**GOAL A**
Answer each question from the passage on the Wojtek the Bear monument:
(i) Which organization initiated the project of the "Monument of Polish Soldiers and Wojtek the Bear"?
(ii) How many tons of material is MCKB covering the transport costs for?
(iii) What position does Piotr Grabowicz hold?
**GOAL B**
Transcribe the passage on the Wojtek the Bear monument between "The project of" and "Gdansk – Rudniccy-Magetra.", inclusive.
**GOAL C**
Go on with the passage on the Wojtek the Bear monument, picking up after its final sentence.

**SOURCE PASSAGE**
---------------
The project of the “Monument of Polish Soldiers and Wojtek the Bear” was initiated by the Polish-Scottish Foundation Wojtek Memorial Trust that takes care of the memory about this extraordinary soldier of the 2nd Polish Corps, who became famous for his friendship with Polish troops and service as an ammunition-man (he carried artillery shells in his paws). The substructure of the statue will be made of granite provided by a mine in Strzegom and MCKB is covering all the transport costs of 12 tons of material. The delivery that will reach Edinburgh on September 8, will be realized by a shipping company from Gdansk – Rudniccy-Magetra.
“We received the offer to support the project and participate in organization of the transport from the Wojtek Memorial Trust” says Piotr Grabowicz, President of the Board of MCKB. “Aware of our history, we’re willing to join the effort of “building” the knowledge about our heroes, and surely Corporal Wojtek was one of them. The monument symbolizes brotherhood and trust in the difficult and savage times of war – feelings that helped people to survive and believe in a better tomorrow. Soldiers of Anders’s Army fought and died in a foreign land, thinking about their homeland. They were accompanied by Wojtek the bear who raised the morale of the troops and participated in the battles himself. By providing our granite for the substructure of the statue, we express our will to enable the artillery man and the extraordinary Corporal to stand on the Polish soil.”
---------------
**GIVEN INFORMATION**
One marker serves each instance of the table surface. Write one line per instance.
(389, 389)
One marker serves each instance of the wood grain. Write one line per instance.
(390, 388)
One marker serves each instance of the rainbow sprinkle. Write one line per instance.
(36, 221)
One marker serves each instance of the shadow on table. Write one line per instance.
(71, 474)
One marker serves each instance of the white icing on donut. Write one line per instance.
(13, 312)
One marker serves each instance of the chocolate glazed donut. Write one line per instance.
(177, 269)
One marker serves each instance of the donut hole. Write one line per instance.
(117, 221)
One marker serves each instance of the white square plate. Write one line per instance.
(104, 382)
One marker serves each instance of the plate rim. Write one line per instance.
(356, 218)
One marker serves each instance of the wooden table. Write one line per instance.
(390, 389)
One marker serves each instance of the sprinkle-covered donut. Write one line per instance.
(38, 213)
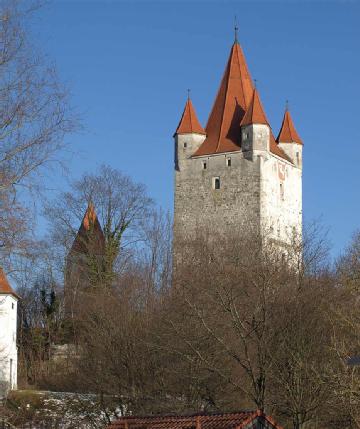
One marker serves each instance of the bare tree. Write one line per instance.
(34, 118)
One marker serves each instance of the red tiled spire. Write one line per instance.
(90, 216)
(90, 227)
(288, 133)
(5, 288)
(255, 113)
(232, 99)
(189, 122)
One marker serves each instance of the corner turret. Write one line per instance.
(189, 134)
(289, 140)
(255, 129)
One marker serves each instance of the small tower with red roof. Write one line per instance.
(289, 140)
(8, 347)
(255, 129)
(234, 177)
(85, 262)
(189, 134)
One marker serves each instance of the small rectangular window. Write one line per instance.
(216, 182)
(282, 191)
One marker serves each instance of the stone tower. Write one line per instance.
(234, 176)
(84, 263)
(8, 347)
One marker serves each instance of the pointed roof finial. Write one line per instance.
(236, 29)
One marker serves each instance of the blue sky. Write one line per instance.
(128, 65)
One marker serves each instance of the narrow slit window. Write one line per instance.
(282, 191)
(216, 182)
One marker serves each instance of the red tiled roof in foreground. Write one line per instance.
(254, 113)
(288, 133)
(237, 102)
(232, 99)
(5, 288)
(238, 420)
(189, 122)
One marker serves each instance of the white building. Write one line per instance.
(234, 176)
(8, 348)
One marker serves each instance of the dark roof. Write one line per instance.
(236, 420)
(353, 361)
---------------
**TASK OUTPUT A**
(i) The Polish-Scottish Foundation Wojtek Memorial Trust.
(ii) 12 tons.
(iii) President of the Board of MCKB.

**TASK OUTPUT B**
The project of the “Monument of Polish Soldiers and Wojtek the Bear” was initiated by the Polish-Scottish Foundation Wojtek Memorial Trust that takes care of the memory about this extraordinary soldier of the 2nd Polish Corps, who became famous for his friendship with Polish troops and service as an ammunition-man (he carried artillery shells in his paws). The substructure of the statue will be made of granite provided by a mine in Strzegom and MCKB is covering all the transport costs of 12 tons of material. The delivery that will reach Edinburgh on September 8, will be realized by a shipping company from Gdansk – Rudniccy-Magetra.

**TASK OUTPUT C**
The statue’s design was based on the memories of veterans and people who lived in the neighbourhood of Sunwick in Berwickshire where Wojtek stayed for a while after the war. While telling the story of the bear and the man, it will act as a reminder about the Poles’ role during the Second World War. Statues of the bear and soldier were designed so as to attract passers-by to establish a “dialogue” and evoke positive emotions. In the future, the monument will be the place of gathering for various educational, artistic and cultural events as well as those related to national heritage, Wojtek and Polish-Scottish relations.
The terrain for the monument was designed by Raymond Muszynski from Morris & Steedman Associates in Edinburgh. The engineering works are supervised by Sir Robert McAlpine and the project is by Wojtek Memorial Trust that is a foundation created by Aileen Orr (author of “Wojtek the Bear: Polish War Hero”), Krystyna Szumelukowa and General Euan Loudon.
“The idea of a memorial came from my husband, who also owned the terrains where, after the war, Wojtek’s unit was located, and the history of the extraordinary Corporal was told to me by my grandfather” says Aileen Orr. “I thought that definitely more people should learn about the soldier-bear since his service surely deserves a unique commemoration, not only in the form of a book. The offer of our foundation, Wojtek Memorial Trust, met with a very positive reaction from both the Polish and Scottish administration. They were most enthusiastic about the idea of the monument standing on the granite as on the Polish soil. That is when MCKB offered us to assist and covered the costs of transport of the material. We do hope that it’s a beginning of a fruitful co-operation related to the further projects realized in the memory of Corporal Wojtek.”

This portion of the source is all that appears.